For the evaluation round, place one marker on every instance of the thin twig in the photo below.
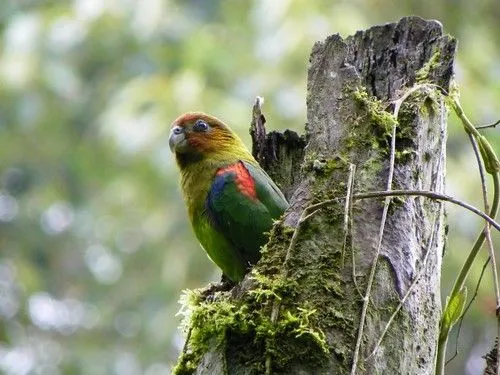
(428, 194)
(347, 209)
(489, 241)
(489, 126)
(371, 277)
(417, 193)
(467, 309)
(410, 288)
(304, 216)
(353, 253)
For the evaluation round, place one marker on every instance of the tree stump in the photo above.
(301, 308)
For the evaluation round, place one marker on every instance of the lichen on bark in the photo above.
(302, 315)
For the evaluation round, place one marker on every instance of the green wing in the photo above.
(242, 203)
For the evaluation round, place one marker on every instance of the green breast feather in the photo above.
(240, 207)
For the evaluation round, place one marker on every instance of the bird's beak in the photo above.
(177, 140)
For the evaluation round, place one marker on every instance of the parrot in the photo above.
(231, 201)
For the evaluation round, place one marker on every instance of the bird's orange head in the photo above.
(195, 136)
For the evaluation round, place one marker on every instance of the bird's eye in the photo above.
(200, 126)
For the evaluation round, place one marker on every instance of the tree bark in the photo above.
(299, 311)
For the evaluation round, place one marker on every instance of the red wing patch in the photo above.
(244, 181)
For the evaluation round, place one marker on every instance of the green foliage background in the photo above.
(95, 247)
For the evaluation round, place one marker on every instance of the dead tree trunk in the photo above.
(302, 308)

* [Problem]:
Copy the listing exactly, starting at the line that contains "beak in the photo above." and continuing through the last line of the listing.

* [Worked solution]:
For the evaluation round, place one marker on every instance of the bird's beak in the photo above.
(177, 140)
For the evaluation round, place one marker on every instance of the parrot in the photo above.
(231, 201)
For the evaluation round, place one marker on every instance of the bird's orange head in the photo above.
(195, 136)
For the evaluation round, place one marker on every instance of the bird's eye in the photo above.
(200, 126)
For the evaluation round, place one marker on every instance of the tree bark in the photo above.
(299, 311)
For the evaluation round, place one marker on every instance of the red wing patch in the photo above.
(244, 181)
For the evaluation round, place one marker on every instance of the green foliage background in the photo above.
(95, 247)
For the evaluation round, place one marker on every instance of the dead tree trunk in the photo above.
(302, 308)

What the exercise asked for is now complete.